Task instructions:
A) Decide whether each statement about the Anaconda football story agrees with it. Answer yes or no for each, and quote the words of the story that settle it.
(i) The wind came out of the canyon and passed through the west end zone.
(ii) Play had been stopped by a penalty.
(iii) Red Menahan wore a black cap.
B) Extend the Anaconda football story past its final sentence.

Selected excerpt:
____________

B.S’n with Tony and Red in Anaconda

The time was late in the year so that the chilled breeze rushed out of the canyon, past the scoreboard and through the west end zone at Mitchell Stadium on an Anaconda football night.

So, it could have been September, maybe even August, but likely October as the wind collected loose napkins and game program cards and tried to jet them blocks away to somewhere near the regal Washoe Theater.

The Copperheads were gearing to score, set up somewhere around the 20-yard line and play had been halted by a timeout.

Red Menahan turned toward the Anaconda sideline and chopped air with a demonstrative wave.

“Hey!” he called out and began jogging toward the sideline, his white referee’s cap bouncing atop his head as the official’s uniform befit accurate identity. Red was in charge.

“I’m glad you’re here,” he greeted. “There’s something I want to tell you.”

With that, all but one of the other members of the crew joined him in a pack hurrying to the sideline and stood around, greeting and shaking hands with a reporter from Butte.

____________

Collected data
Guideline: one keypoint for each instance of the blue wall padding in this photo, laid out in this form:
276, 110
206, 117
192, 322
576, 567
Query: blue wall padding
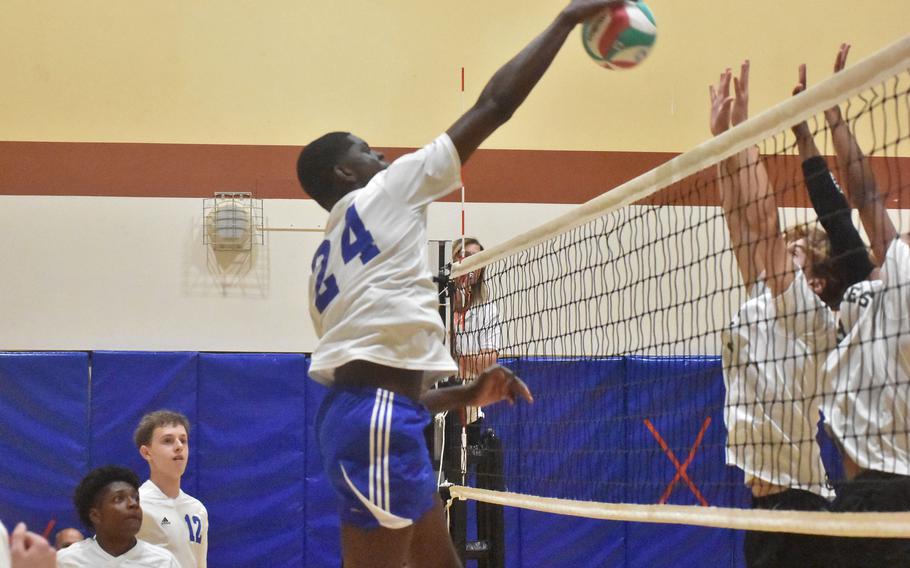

____________

Exercise answers:
A)
(i) Yes: "the chilled breeze rushed out of the canyon, past the scoreboard and through the west end zone at Mitchell Stadium"
(ii) No: "play had been halted by a timeout."
(iii) No: "his white referee’s cap bouncing atop his head"

B)
Red’s subject had absolutely nothing to do with Butte or Anaconda and certainly not with the game. It seems it was related to the newspaper, The Montana Standard, the reporter represented at the time. Likely, it was a good-natured jab.

The crowd was a larger one than has trekked to nostalgic, stoic Mitchell Stadium in recent years. The seats all looked full and maybe they were. Anaconda’s opposition in the game is unrecalled by the reporter these several years later, but Jeff Frank or Allen Green might remember. They were there.

The story told and duly appreciated, probably causing laughter, the reporter and the officiating crew traded jokes and anecdotes for awhile, oblivious to whatever the crowd might be thinking was taking place. The last member of the crew, the one who stayed on the field to monitor the players and coaches during the timeout, reminded about the task of hand, however.

“Red! Red!” Tony Laslovich called out sternly as he, too, then began to trot toward the sidelines, but only to seek the others’ attentions. “Red! Jeff! LET’S GO!!!! We’re ready.”

A look down the sideline showed a seemingly exasperated Green, the Copperheads’ head coach, holding the left earpiece of his headphone in his hand, staring back at the group gathered in and out of bounds at about the 20. He shook his head.

The players stood over the ball. All 22 of them were staring at the reporter and striped shirts collected off to the side. Some of the kids had their hands on their hips. They’d been waiting for awhile.

Obviously, especially the out-of-towners, had seen nothing like this before. But, you know, time just seems to get away every now and then when you’re B.S’n with the guys.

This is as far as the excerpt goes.